:: DATA FOR THE TASK ::
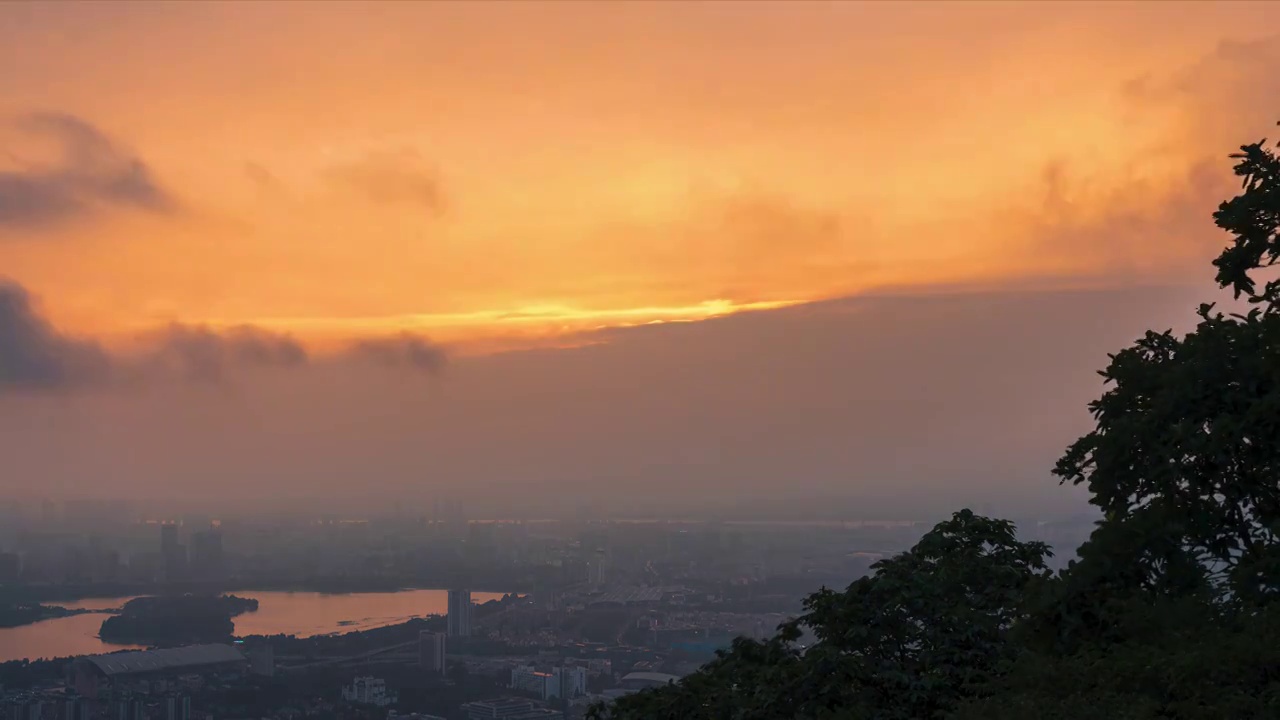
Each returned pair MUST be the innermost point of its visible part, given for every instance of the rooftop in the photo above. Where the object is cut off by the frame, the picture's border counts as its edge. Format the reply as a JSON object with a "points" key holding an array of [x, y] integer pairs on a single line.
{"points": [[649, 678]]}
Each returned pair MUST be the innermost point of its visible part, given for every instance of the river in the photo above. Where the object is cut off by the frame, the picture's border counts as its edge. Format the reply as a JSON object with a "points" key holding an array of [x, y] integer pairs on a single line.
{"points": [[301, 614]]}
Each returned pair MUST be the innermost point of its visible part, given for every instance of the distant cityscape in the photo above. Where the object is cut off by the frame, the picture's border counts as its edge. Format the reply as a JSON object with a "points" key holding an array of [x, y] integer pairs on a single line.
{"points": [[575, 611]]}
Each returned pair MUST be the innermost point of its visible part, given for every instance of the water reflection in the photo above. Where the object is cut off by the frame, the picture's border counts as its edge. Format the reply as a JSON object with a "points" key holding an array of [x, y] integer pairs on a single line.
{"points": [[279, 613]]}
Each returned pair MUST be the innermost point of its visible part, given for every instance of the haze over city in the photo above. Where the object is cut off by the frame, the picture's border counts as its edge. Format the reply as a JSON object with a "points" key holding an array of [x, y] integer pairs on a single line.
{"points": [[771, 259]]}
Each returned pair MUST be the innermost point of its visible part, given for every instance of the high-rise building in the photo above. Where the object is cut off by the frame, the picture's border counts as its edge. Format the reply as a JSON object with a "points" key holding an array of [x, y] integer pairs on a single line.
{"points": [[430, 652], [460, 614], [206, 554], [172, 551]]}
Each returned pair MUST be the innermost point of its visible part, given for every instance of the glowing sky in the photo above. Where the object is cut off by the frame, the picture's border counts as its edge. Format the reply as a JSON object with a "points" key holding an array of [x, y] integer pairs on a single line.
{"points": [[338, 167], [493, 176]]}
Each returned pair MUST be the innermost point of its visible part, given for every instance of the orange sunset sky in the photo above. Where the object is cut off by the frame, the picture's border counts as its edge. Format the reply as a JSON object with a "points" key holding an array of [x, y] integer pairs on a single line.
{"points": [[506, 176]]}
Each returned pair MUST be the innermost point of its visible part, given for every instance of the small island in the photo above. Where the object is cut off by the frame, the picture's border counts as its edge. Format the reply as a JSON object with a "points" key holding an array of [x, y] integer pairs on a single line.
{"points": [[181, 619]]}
:::
:: DATA FOR THE TASK ::
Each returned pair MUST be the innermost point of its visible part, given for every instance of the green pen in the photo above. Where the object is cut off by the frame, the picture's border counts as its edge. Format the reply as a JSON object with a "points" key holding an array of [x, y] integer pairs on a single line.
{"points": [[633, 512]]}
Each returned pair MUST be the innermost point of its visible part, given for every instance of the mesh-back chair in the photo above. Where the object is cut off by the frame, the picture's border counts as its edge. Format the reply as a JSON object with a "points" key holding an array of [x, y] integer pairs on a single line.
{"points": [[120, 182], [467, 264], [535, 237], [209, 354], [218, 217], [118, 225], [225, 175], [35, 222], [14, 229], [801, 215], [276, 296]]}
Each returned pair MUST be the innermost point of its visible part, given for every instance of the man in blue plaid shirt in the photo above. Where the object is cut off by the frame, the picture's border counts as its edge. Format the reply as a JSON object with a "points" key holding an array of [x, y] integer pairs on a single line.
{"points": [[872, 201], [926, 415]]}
:::
:: DATA FOR THE TASK ::
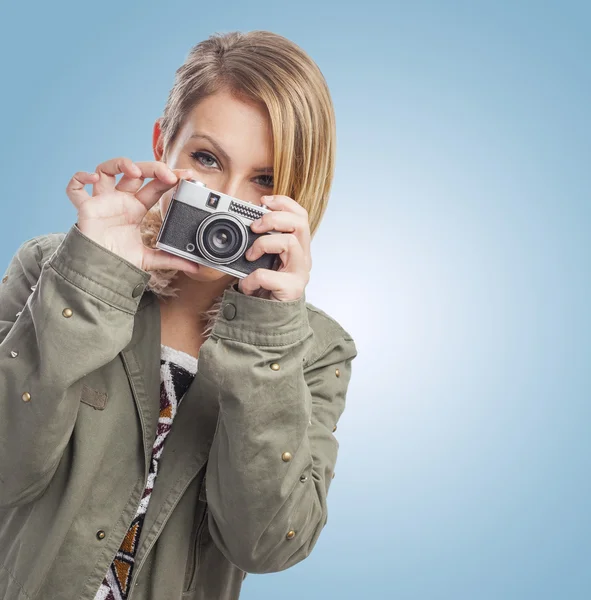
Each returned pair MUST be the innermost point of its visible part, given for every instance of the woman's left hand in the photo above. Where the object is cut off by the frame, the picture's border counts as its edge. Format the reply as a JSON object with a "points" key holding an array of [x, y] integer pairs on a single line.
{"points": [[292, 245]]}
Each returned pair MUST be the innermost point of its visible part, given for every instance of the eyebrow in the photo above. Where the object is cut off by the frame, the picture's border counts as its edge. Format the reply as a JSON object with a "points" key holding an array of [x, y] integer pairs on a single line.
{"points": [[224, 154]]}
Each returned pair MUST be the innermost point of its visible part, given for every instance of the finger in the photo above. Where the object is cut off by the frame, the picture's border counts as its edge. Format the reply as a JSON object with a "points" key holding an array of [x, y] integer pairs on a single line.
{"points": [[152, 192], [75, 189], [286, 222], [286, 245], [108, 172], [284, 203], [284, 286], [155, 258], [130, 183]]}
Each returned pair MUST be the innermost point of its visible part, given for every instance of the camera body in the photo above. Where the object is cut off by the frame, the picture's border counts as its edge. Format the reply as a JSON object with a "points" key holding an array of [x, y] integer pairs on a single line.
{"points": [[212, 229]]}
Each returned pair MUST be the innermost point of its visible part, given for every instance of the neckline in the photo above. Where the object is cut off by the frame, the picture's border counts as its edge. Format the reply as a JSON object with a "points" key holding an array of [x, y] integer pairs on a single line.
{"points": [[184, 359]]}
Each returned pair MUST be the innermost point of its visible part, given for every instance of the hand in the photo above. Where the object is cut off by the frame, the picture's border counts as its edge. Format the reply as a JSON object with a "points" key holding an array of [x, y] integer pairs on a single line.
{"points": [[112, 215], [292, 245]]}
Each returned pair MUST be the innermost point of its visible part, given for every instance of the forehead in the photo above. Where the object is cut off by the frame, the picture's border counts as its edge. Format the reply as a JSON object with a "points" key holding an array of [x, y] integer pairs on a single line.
:::
▶ WORK TO BE COMPLETED
Reproduce word for word the part of the records that opens with the line containing "of the hand" and closes with the line containing "of the forehead", including both of those lines.

▶ RESULT OF THIS TASK
Each returned pair MUST be the innermost point of its visible part, given for every instance of the hand in the photo above. Where the object is cut off by the frame, the picture's border counts as its edge. Format the reply as a JSON object with a "points" key holding an array of [x, y] integer pairs on a single line.
{"points": [[112, 215], [292, 245]]}
Each returned pair MUST be the innermost point of its visible part, given for every instance of the forehead in the photo above. Where the object is cut off by the frame, the picture's border counts as its edge. Format the reply as a JSON object with a "points" key holding an array of [x, y] integer pairs on a single line.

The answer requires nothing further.